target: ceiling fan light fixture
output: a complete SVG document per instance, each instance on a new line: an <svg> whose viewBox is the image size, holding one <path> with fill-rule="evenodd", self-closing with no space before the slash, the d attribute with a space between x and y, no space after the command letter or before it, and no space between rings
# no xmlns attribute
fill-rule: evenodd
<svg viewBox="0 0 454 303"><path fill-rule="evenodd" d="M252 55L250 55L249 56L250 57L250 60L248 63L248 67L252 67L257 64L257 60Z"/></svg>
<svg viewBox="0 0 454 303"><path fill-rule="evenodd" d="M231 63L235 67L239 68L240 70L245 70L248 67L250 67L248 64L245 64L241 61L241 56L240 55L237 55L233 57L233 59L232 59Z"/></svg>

**THE PROBLEM**.
Give every line of the items above as a JSON list of strings, one string per line, leaving out blank lines.

**OUTPUT OF THE EXERCISE**.
[
  "target: ceiling fan light fixture",
  "output: a complete SVG document per instance, each instance on a new line: an <svg> whose viewBox is the image size, holding one <path> with fill-rule=\"evenodd\", self-closing with no space before the slash, the d attribute with a space between x and y, no space after the command letter or before it, and no space between rings",
  "# no xmlns attribute",
  "fill-rule: evenodd",
  "<svg viewBox=\"0 0 454 303\"><path fill-rule=\"evenodd\" d=\"M252 55L250 55L249 56L250 57L250 60L248 63L248 67L252 67L257 64L257 60Z\"/></svg>",
  "<svg viewBox=\"0 0 454 303\"><path fill-rule=\"evenodd\" d=\"M231 63L235 67L239 68L240 70L245 70L248 67L250 67L248 64L245 64L241 61L241 56L240 55L237 55L233 57L233 59L232 59Z\"/></svg>"
]